Secondo il testo estratto, quale album di Enrico Ruggeri precede "La rivoluzione" e a quanti anni di distanza?

+++ Testo estratto

Un album personale, in cui trovano spazio rapporti umani, sogni adolescenziali e le storie di una generazione che si è scontrata con la vita. E' questo "La rivoluzione", il nuovo lavoro di Enrico Ruggeri che arriva a distanza di tre anni dal precedente "Alma". "La mia è una generazione incredibile - spiega -, nel bene e nel male, direi più nel male, è quella che oggi tiene in mano il mondo: i sessantenni sono i capi degli Stati, della finanza. Ma con le sue storie e contraddizioni è anche una delle generazioni più interessanti da raccontare".

++++++
+++ Dati in ingresso

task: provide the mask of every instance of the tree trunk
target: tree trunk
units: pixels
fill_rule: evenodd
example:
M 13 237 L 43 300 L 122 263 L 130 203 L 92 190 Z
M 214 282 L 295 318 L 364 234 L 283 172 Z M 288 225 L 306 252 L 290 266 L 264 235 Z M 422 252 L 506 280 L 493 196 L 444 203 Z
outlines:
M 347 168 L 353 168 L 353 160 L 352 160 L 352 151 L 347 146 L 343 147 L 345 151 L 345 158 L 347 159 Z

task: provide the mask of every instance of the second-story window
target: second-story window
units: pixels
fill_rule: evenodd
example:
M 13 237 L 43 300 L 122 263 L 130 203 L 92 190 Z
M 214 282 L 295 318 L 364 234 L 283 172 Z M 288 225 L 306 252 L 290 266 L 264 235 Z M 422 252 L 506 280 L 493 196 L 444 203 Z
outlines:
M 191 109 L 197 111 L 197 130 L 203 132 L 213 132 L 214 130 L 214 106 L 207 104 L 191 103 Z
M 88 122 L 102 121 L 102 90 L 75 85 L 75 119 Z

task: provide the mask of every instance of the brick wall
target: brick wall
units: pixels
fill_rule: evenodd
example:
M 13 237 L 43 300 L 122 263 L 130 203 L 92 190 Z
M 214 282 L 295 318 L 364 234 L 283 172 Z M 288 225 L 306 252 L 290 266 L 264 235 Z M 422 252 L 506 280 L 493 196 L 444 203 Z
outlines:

++++++
+++ Dati in ingresso

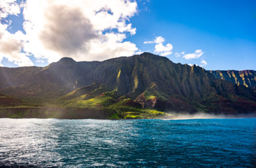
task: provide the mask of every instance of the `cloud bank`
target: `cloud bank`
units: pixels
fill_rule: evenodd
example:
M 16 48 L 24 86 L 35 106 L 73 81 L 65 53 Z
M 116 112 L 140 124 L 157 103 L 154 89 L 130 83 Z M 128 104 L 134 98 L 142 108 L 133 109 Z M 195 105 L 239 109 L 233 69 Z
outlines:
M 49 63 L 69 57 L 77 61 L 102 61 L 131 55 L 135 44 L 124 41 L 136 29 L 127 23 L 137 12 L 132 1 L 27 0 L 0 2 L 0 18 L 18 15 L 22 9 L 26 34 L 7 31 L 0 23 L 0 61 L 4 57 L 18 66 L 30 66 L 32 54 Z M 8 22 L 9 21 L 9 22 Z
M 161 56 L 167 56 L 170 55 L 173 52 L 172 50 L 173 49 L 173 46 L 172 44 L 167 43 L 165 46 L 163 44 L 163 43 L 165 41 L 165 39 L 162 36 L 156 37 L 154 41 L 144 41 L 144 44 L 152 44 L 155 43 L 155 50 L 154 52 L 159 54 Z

++++++

_Risposta all'esercizio_
"Alma", uscito tre anni prima.